[What this task involves]:
Change every occurrence of "draw the outline of each instance" in the records below to "trace the boundary of every instance", keeping everything else the same, and omit the pictures from your output.

[Task inputs]:
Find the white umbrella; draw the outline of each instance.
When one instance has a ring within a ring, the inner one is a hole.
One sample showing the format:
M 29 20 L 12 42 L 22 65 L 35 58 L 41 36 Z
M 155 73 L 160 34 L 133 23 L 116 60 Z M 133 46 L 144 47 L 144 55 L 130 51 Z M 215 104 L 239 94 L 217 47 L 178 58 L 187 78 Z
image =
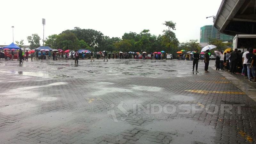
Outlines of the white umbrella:
M 220 56 L 221 54 L 221 53 L 217 50 L 214 50 L 214 53 L 215 53 L 215 54 L 216 54 L 216 55 L 220 55 Z
M 211 49 L 215 49 L 217 48 L 217 47 L 215 46 L 214 45 L 209 45 L 205 47 L 204 47 L 202 49 L 202 50 L 201 50 L 201 52 L 203 52 L 204 51 L 205 51 L 206 50 L 209 49 L 210 50 Z

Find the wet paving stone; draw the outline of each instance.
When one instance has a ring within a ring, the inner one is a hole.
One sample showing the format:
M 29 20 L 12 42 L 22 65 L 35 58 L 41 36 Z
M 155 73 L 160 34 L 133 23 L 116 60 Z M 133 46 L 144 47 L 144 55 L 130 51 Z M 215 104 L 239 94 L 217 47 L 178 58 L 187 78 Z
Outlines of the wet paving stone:
M 203 62 L 79 63 L 0 60 L 0 143 L 256 141 L 256 102 Z

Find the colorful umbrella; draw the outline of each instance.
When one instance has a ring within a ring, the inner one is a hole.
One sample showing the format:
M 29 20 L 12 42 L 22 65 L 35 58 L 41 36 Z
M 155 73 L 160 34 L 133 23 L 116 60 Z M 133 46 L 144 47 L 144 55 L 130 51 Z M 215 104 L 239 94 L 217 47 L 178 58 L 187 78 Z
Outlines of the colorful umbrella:
M 229 48 L 228 49 L 226 49 L 226 50 L 225 50 L 225 51 L 224 51 L 224 52 L 223 52 L 223 53 L 228 53 L 227 52 L 228 51 L 230 51 L 230 50 L 231 50 L 231 48 Z

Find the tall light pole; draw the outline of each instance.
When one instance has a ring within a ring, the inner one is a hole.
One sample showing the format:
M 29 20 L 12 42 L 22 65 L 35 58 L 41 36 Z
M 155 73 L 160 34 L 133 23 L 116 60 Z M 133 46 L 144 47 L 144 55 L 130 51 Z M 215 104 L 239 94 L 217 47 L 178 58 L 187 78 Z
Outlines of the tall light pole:
M 43 46 L 44 46 L 44 25 L 45 25 L 45 19 L 42 19 L 42 24 L 44 27 L 44 34 L 43 36 Z
M 14 42 L 14 39 L 13 38 L 13 28 L 14 28 L 14 26 L 12 26 L 12 42 Z

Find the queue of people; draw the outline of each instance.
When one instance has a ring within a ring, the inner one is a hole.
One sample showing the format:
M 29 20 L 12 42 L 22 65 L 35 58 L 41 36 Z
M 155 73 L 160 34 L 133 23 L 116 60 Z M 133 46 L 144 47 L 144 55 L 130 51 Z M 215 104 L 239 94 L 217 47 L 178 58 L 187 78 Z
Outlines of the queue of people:
M 217 55 L 216 70 L 226 70 L 231 74 L 241 74 L 251 82 L 256 83 L 256 49 L 247 49 L 242 53 L 237 49 Z

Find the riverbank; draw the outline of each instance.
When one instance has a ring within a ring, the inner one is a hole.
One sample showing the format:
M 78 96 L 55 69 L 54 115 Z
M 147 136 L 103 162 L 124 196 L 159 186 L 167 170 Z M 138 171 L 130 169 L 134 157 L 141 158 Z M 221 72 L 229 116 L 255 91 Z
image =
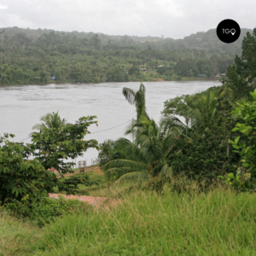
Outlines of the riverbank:
M 43 229 L 3 212 L 0 254 L 255 255 L 256 195 L 191 191 L 133 190 L 117 207 L 89 207 Z
M 55 80 L 49 81 L 49 83 L 46 84 L 3 84 L 0 83 L 0 86 L 8 86 L 8 85 L 48 85 L 48 84 L 102 84 L 102 83 L 129 83 L 129 82 L 180 82 L 180 81 L 219 81 L 221 78 L 218 79 L 209 79 L 209 78 L 182 78 L 181 79 L 164 79 L 162 78 L 156 78 L 156 79 L 131 79 L 129 81 L 100 81 L 100 82 L 94 82 L 94 83 L 75 83 L 73 81 L 61 81 L 61 82 L 56 82 Z

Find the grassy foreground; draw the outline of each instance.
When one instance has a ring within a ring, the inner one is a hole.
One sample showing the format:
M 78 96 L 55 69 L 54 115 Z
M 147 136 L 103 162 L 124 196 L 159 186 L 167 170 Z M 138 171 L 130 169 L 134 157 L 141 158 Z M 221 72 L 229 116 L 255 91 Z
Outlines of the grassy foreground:
M 68 214 L 40 231 L 2 215 L 0 255 L 256 255 L 255 200 L 221 188 L 137 191 L 116 207 Z

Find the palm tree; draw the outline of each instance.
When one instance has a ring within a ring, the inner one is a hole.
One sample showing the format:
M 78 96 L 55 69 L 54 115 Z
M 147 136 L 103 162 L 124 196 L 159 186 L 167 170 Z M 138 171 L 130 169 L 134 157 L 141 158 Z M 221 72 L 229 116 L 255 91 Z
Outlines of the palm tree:
M 137 120 L 142 116 L 148 117 L 147 110 L 146 110 L 145 93 L 146 93 L 146 88 L 142 84 L 142 82 L 141 82 L 140 89 L 138 90 L 134 90 L 131 88 L 126 88 L 126 87 L 123 88 L 123 95 L 125 97 L 125 99 L 128 101 L 130 104 L 136 106 Z
M 61 128 L 66 125 L 67 120 L 65 119 L 61 119 L 59 116 L 59 112 L 57 113 L 49 113 L 41 117 L 41 124 L 37 124 L 32 127 L 32 130 L 39 130 L 39 132 L 49 128 Z
M 113 160 L 104 166 L 108 173 L 118 172 L 119 180 L 126 178 L 149 178 L 159 174 L 171 176 L 172 167 L 167 165 L 167 155 L 172 150 L 177 133 L 170 125 L 172 120 L 162 118 L 157 125 L 154 119 L 141 117 L 135 126 L 140 127 L 135 143 L 120 138 L 116 143 L 121 145 L 127 159 Z

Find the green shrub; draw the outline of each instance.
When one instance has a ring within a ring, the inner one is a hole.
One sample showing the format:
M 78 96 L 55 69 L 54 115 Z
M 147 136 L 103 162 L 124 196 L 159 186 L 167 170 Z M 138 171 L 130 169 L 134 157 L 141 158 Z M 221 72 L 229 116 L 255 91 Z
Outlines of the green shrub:
M 18 218 L 28 219 L 42 227 L 64 213 L 89 209 L 86 206 L 78 200 L 65 200 L 61 196 L 59 199 L 42 197 L 40 201 L 32 203 L 26 199 L 22 201 L 15 199 L 4 208 L 9 212 L 15 212 Z

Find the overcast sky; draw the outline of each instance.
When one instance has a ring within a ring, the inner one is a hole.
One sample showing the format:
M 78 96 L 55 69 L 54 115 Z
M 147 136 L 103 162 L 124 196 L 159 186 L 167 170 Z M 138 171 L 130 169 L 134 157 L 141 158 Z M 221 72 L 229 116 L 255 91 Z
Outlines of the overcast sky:
M 255 0 L 0 0 L 0 27 L 183 38 L 225 19 L 256 27 Z

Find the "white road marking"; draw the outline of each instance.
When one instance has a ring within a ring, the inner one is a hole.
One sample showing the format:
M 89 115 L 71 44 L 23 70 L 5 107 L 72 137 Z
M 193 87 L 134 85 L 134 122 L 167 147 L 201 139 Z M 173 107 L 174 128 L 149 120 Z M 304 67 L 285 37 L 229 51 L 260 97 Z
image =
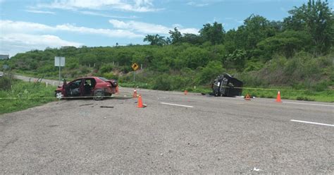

[Exercise result]:
Find the white umbrella; trace the boundary of every instance.
When one instance has a ring within a ring, the inner one is a hole.
One sample showing the format:
M 29 20 L 12 42 L 22 65 L 35 58 L 41 36 Z
M 155 73 L 160 34 L 133 23 L 116 60 Z M 133 46 L 144 47 L 144 55 L 130 51 Z M 215 104 L 239 94 L 217 47 L 178 58 L 187 78 Z
image =
Outlines of the white umbrella:
M 220 56 L 221 54 L 221 53 L 217 50 L 214 50 L 214 53 L 215 53 L 215 54 L 216 54 L 216 55 L 220 55 Z
M 211 49 L 215 49 L 217 48 L 217 47 L 215 46 L 214 45 L 209 45 L 205 47 L 204 47 L 202 49 L 202 50 L 201 50 L 201 52 L 203 52 L 204 51 L 205 51 L 206 50 L 209 49 L 210 50 Z

Find the wet paving stone; trace the boundary of every instance.
When one instance has a ring within a ring, the inner one is a hole.
One sample showing the format:
M 29 20 L 12 42 L 22 65 L 35 58 L 41 36 Z
M 155 73 L 160 34 L 133 23 L 116 60 Z M 133 46 L 144 47 L 144 55 L 130 51 Z M 215 104 L 239 94 L 217 47 L 178 58 L 187 78 Z
Outlines of the wet paving stone:
M 203 62 L 79 63 L 0 60 L 0 143 L 256 141 L 256 102 Z

Find the colorful umbrella; trace the boundary of every instance.
When one instance has a ring within a ring, the inner one is a hole.
One sample showing the format:
M 29 20 L 12 42 L 22 65 L 35 58 L 41 36 Z
M 155 73 L 160 34 L 133 23 L 116 60 Z M 133 46 L 144 47 L 144 55 L 130 51 Z M 215 104 L 239 94 L 217 47 L 178 58 L 187 78 Z
Outlines of the colorful umbrella:
M 229 48 L 228 49 L 226 49 L 226 50 L 225 50 L 225 51 L 224 51 L 224 52 L 223 52 L 223 53 L 228 53 L 227 52 L 228 51 L 230 51 L 230 50 L 231 50 L 231 48 Z

Find the tall light pole; trace the boundary of every instance.
When one instance has a ring within a ring, the inner one is a hole.
One sample showing the format:
M 29 20 L 12 42 L 22 65 L 35 58 L 41 36 Z
M 155 73 L 160 34 L 133 23 L 116 60 Z M 133 46 L 144 47 L 144 55 L 130 51 Z M 215 104 L 239 94 L 217 47 L 178 58 L 187 78 Z
Outlines of the tall light pole:
M 43 46 L 44 46 L 44 25 L 45 25 L 45 19 L 42 19 L 42 24 L 44 27 L 44 34 L 43 36 Z
M 14 42 L 14 39 L 13 38 L 13 28 L 14 28 L 14 26 L 12 26 L 12 42 Z

Find the queue of people; trace the boundary of every instance.
When one instance has a ring within a ring, the inner one is a hole.
One sample showing the format:
M 29 20 L 12 42 L 22 65 L 35 58 L 41 36 Z
M 155 73 L 160 34 L 133 23 L 116 60 Z M 133 46 L 144 47 L 144 55 L 130 51 Z M 215 104 L 239 94 L 217 47 L 178 58 L 187 78 Z
Outlines of the queue of people:
M 217 55 L 216 70 L 226 70 L 231 74 L 241 74 L 251 82 L 256 83 L 256 49 L 247 49 L 242 53 L 237 49 Z

Find the riverbank; trace the boundary of every instance.
When one instance has a ring within a ring, the inner one is a hole.
One sample showing the format:
M 78 96 L 55 69 L 54 115 Z
M 147 136 L 103 162 L 124 196 L 159 186 L 167 170 Z M 138 171 L 130 169 L 134 157 L 141 158 Z M 221 72 L 229 116 L 255 91 Z
image =
Outlines of the riverbank:
M 43 229 L 3 212 L 0 254 L 255 255 L 256 195 L 191 191 L 133 190 L 117 207 L 89 207 Z
M 55 80 L 49 81 L 49 83 L 46 84 L 3 84 L 0 83 L 0 86 L 8 86 L 8 85 L 48 85 L 48 84 L 102 84 L 102 83 L 129 83 L 129 82 L 180 82 L 180 81 L 219 81 L 221 78 L 218 79 L 209 79 L 209 78 L 182 78 L 181 79 L 164 79 L 162 78 L 156 78 L 156 79 L 131 79 L 129 81 L 100 81 L 100 82 L 94 82 L 94 83 L 75 83 L 73 81 L 61 81 L 61 82 L 56 82 Z

Find the grassy foreground; trace the boundary of every instance.
When one instance has a ring within a ring, the inner one is a hole.
One sample showing the format:
M 78 96 L 55 69 L 54 115 Z
M 147 136 L 103 162 L 124 196 L 159 186 L 167 170 Z M 138 171 L 130 169 L 134 157 L 141 158 Z M 221 72 L 229 116 L 255 91 Z
Outlines of the grassy foreground:
M 68 214 L 40 231 L 2 215 L 0 255 L 256 255 L 255 200 L 221 188 L 137 191 L 116 207 Z

Find the palm tree; trace the boundary of every instance.
When one instance has a ring within a ring, the inner one is a hole.
One sample showing the format:
M 78 96 L 55 69 L 54 115 Z
M 147 136 L 103 162 L 124 196 L 159 186 L 167 170 Z M 138 171 L 130 169 L 134 157 L 141 158 Z M 221 72 L 229 116 L 255 91 Z
Outlines of the palm tree:
M 137 120 L 142 116 L 148 117 L 147 110 L 146 110 L 145 93 L 146 93 L 146 88 L 142 84 L 142 82 L 141 82 L 140 89 L 138 90 L 134 90 L 131 88 L 126 88 L 126 87 L 123 88 L 123 95 L 125 97 L 125 99 L 128 101 L 130 104 L 136 106 Z
M 61 128 L 66 125 L 67 120 L 65 119 L 61 119 L 59 116 L 59 112 L 57 113 L 49 113 L 41 117 L 41 124 L 37 124 L 32 127 L 32 130 L 39 130 L 39 132 L 49 128 Z
M 113 160 L 104 166 L 108 173 L 118 172 L 119 180 L 126 178 L 149 178 L 159 174 L 171 176 L 172 167 L 167 165 L 167 155 L 172 150 L 177 133 L 170 125 L 172 120 L 162 118 L 157 125 L 154 119 L 141 117 L 135 126 L 140 127 L 135 143 L 120 138 L 116 143 L 121 145 L 127 159 Z

Find the green shrub; trace the boundary of every instance.
When one instance has a ring within a ring, the inner one is a hole.
One sample showing the format:
M 78 96 L 55 69 L 54 115 Z
M 147 136 L 103 162 L 124 196 L 159 186 L 167 170 Z M 138 171 L 130 169 L 134 157 L 141 158 Z M 221 72 L 229 116 L 255 91 Z
Outlines of the green shrub:
M 18 218 L 28 219 L 42 227 L 64 213 L 89 209 L 86 206 L 78 200 L 65 200 L 61 196 L 59 199 L 42 197 L 40 201 L 32 203 L 26 199 L 22 201 L 15 199 L 4 208 L 9 212 L 15 212 Z

Find the overcast sky; trace the boundary of every instance.
When one instance has a ring within a ring, the inner one is a hole.
One sample showing the format:
M 78 96 L 55 69 L 54 115 Z
M 147 136 L 103 162 L 124 196 L 159 186 L 167 170 Z M 138 171 L 130 169 L 134 157 L 141 158 Z M 221 72 L 229 116 L 255 91 Z
Outlines of the overcast sky:
M 255 0 L 0 0 L 0 27 L 183 38 L 225 19 L 256 27 Z

Find the "white road marking"; trace the boundary of every instance.
When one instance has a ring within a ring, the inner one is a hole.
One sample showing the format:
M 89 115 L 71 44 L 23 70 L 5 107 L 72 137 Z
M 193 87 L 134 85 L 134 122 L 167 147 L 201 139 Z M 173 107 L 174 128 L 149 120 Z M 304 67 L 285 37 L 229 51 L 260 97 Z
image =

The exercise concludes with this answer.